_Extracted entries_.
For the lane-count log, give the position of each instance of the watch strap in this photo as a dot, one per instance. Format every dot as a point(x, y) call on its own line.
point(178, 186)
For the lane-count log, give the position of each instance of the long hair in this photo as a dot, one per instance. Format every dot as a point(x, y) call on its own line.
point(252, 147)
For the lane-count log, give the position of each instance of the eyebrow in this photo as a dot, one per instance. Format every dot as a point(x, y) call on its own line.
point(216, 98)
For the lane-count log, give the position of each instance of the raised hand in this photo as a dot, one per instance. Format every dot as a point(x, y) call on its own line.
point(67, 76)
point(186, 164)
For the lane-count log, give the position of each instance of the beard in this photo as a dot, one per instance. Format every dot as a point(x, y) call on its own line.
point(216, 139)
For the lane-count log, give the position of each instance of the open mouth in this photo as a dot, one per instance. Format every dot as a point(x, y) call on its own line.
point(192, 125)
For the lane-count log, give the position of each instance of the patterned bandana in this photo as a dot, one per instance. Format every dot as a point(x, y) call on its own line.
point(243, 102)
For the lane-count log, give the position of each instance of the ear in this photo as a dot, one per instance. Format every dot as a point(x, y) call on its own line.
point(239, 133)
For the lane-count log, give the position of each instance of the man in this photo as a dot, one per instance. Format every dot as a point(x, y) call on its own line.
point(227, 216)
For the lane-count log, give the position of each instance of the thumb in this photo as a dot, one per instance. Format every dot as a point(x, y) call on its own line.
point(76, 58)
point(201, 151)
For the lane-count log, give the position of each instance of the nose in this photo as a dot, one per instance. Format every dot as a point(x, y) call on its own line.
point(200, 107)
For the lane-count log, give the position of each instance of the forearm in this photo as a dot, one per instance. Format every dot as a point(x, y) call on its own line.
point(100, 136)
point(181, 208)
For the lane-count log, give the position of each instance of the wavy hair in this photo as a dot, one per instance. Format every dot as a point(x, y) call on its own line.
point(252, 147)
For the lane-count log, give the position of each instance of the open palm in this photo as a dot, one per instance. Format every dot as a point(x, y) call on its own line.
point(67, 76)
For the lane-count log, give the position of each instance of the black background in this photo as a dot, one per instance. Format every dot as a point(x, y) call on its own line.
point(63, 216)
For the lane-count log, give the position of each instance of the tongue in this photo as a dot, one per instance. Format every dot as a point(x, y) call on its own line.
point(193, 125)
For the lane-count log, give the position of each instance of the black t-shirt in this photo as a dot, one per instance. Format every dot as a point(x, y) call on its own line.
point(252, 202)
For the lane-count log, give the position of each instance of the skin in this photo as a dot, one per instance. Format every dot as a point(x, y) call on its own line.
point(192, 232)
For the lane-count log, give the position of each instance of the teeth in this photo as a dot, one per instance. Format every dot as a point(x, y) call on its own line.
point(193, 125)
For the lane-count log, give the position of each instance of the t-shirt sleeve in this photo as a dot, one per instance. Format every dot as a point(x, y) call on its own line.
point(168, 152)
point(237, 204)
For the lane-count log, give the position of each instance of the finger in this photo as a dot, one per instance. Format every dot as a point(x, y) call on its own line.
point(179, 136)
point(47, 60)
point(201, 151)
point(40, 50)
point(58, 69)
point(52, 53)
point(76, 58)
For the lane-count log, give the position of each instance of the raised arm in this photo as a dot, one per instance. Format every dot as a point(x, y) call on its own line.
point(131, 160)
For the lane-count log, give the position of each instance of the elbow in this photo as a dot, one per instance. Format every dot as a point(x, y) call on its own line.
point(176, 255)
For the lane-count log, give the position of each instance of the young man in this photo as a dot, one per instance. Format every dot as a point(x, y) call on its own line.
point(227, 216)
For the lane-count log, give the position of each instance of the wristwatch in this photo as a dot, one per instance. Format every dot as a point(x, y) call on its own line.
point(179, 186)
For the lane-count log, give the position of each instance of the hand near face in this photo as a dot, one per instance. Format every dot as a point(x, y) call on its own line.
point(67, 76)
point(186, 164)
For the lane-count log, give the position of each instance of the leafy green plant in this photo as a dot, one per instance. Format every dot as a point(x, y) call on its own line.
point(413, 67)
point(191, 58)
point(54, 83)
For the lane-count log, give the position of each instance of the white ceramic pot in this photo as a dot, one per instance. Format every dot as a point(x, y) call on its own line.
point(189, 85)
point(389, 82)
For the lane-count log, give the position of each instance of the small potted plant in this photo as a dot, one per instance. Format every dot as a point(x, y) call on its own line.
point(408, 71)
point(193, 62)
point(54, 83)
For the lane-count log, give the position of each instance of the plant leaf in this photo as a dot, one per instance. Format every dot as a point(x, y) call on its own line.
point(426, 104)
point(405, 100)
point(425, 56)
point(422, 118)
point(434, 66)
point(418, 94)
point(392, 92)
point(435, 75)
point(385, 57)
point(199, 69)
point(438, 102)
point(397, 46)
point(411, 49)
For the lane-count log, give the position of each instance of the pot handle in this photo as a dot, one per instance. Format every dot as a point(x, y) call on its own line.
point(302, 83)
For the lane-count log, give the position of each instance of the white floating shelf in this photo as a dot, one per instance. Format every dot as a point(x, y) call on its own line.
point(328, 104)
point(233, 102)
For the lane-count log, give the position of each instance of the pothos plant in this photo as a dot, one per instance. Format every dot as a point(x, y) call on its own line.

_The exercise_. Copy the entries from the line with "of the wavy" to the line with "point(63, 216)", both included, reproducing every character.

_Task response_.
For the lane-count log, give the position of each instance of the wavy hair in this photo as a dot, one per instance. Format every dot as a point(x, y) call on its own line.
point(252, 147)
For the lane-count log, give the position of each instance of the open palm in this photo as a dot, one per instance. Format every dot as a point(x, y) call on its own line.
point(67, 76)
For the lane-count log, give the position of each instance of the black background in this photo as a dot, one per instance. Format every dot as a point(x, y) call on its own line.
point(63, 216)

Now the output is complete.